##### DATA SUPPLIED

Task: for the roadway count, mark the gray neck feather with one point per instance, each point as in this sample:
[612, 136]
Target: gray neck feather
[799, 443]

##########
##### DATA SUPPLIED

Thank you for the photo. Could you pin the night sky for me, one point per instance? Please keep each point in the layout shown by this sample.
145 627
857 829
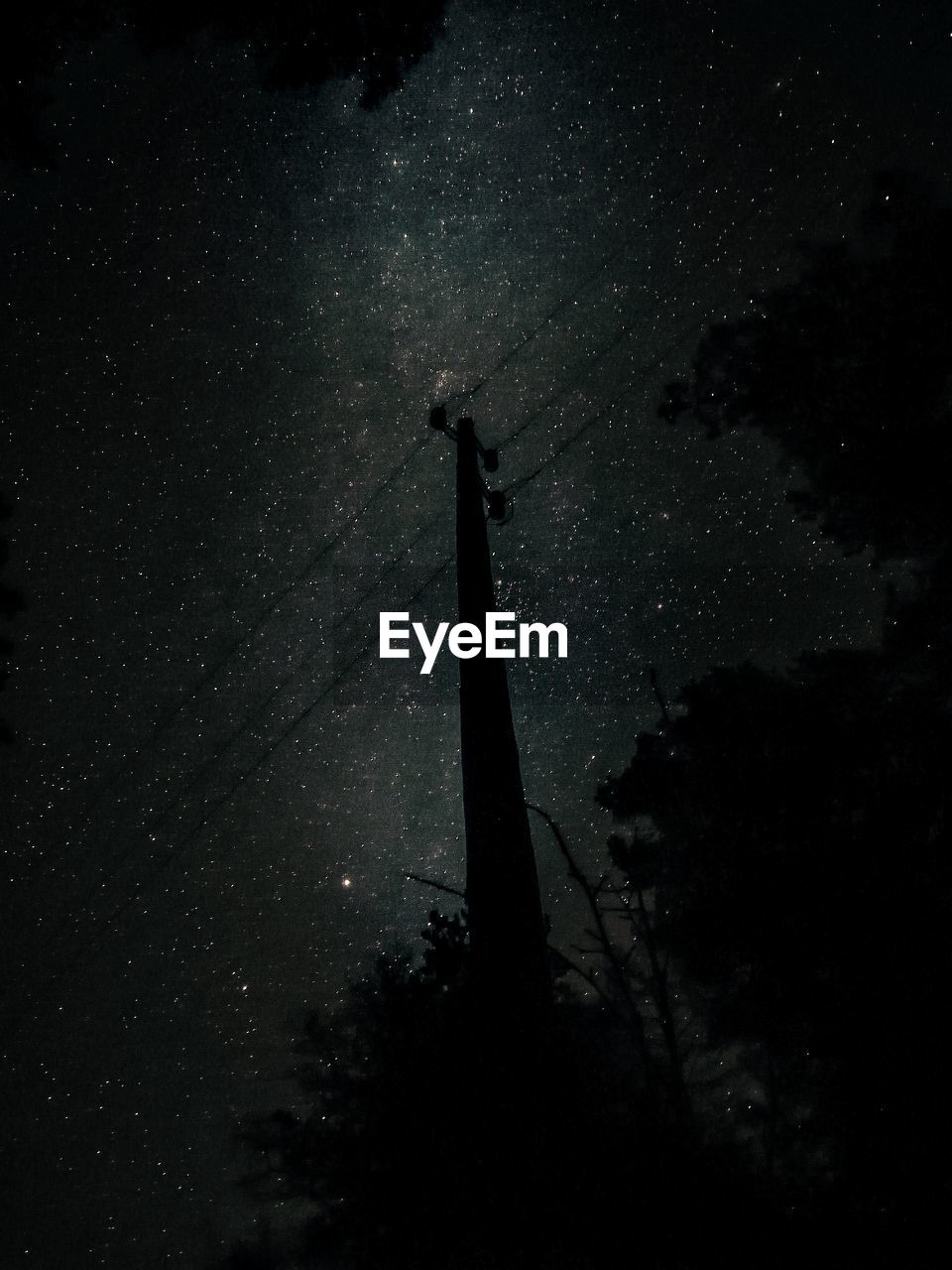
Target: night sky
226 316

##########
##### DATA SUPPLIED

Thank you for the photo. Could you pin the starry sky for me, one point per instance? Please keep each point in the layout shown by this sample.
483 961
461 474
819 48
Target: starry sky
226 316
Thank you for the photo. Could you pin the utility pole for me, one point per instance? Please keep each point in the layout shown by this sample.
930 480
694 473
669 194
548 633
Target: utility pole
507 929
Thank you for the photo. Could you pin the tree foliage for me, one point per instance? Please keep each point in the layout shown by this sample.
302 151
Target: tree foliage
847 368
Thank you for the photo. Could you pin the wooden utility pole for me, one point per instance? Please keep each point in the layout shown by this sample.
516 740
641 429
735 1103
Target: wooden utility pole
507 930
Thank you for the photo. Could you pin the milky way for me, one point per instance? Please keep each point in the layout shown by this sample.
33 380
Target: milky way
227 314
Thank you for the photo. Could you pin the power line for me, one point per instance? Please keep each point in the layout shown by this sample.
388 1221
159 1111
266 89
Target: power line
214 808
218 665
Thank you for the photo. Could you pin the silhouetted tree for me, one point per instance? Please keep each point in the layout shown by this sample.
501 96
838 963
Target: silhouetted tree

##########

_PROBLEM DETAILS_. Copy out every line of the entries exactly, from the line containing "Thank you for the photo. Could you pin the utility" down to the line containing "Target: silhouetted tree", including both of those lines.

_SOLUTION FOR THIS EXERCISE_.
Thank you for the photo. Could you pin the utility pole for me, one point per instance? Please keep each point in the layout shown by this sample.
930 480
694 473
669 194
548 633
Target: utility pole
507 929
Thank you for the photo. Could you pin the tree foliage for me, one point per instance? Please keep each point in the layout shown by this sample.
302 151
Target: tree foliage
847 368
Thank you for the photo. Could you pin the wooden utility pole for me, one point per instance? Please keep each point in the layout shown by this sample.
516 740
641 429
735 1103
Target: wooden utility pole
507 930
Thank you for the photo. Could you pin the milky way for me, one point per instance? Please keep each point in the layout shown by this sample.
33 380
Target: milky way
227 314
Thank you for the photo. Could you pin the power line for me, one point per instance? Please keep each point in the layout shown by this sample.
388 1221
159 1111
266 89
Target: power line
214 808
218 665
Thank you for the photo. Could you pin the silhouetted tree for me, one point per instance? Please keep each point in the layout shown by this sample.
501 96
838 963
Target: silhouetted tree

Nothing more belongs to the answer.